In the application of:
VALERIE ANN BADER First Plaintiff
CHARLES MICHAEL BADER N.O. Second Plaintiff
ANGELA LEE BADER N.O. Third Plaintiff
JOHANNES PETRUS BARNARD N.O. Fourth Plaintiff
DBF EXECUTORS SERVICES (PTY) LTD N.O.
(REPERSENTED BY DAVID LESLIE FISHER) Fifth Plaintiff
and
CENTRIQ INSURANCE COMPANY LIMITED Defendant
Coram: WEPENER J
Heard: 6 February 2017
Delivered: 16 February 2017
Summary: Insurance – section 156 of the Insolvency Act 24 of 1936. Section creates a distinct right – claimant not absolved as against insurer from proving that claim falls within the indemnity provisions of the policy
JUDGMENT
WEPENER J:
[1] This matter comes as a stated case before me. The facts are as follows:
‘The pleadings in the action remain relevant to the determination of the matter. . . .
AGREED FACTS
1. At all material times, the defendant was the insurer of Delru and agreed to indemnify Delru in terms of a policy attached to the particulars of claim marked ‘POC1’.
2. The policy was in place for the period of insurance 1 June 2009 until 31 May 2010.
3. The premiums due under the policy were paid and the policy was in force during February and March 2010.

● Source excerpt:

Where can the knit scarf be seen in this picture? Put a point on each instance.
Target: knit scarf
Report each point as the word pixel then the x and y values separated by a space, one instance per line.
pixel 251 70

● Short exercise 1:
According to the judgment, what period of insurance did the policy cover?
● Short exercise 2:
Print the part of the judgment starting at "2. The policy" and ending at "and March 2010.".
The lines after the judgment are separate material, unrelated to it.

● Full answer 1:
The policy covered 1 June 2009 until 31 May 2010.

● Full answer 2:
2. The policy was in place for the period of insurance 1 June 2009 until 31 May 2010.
3. The premiums due under the policy were paid and the policy was in force during February and March 2010.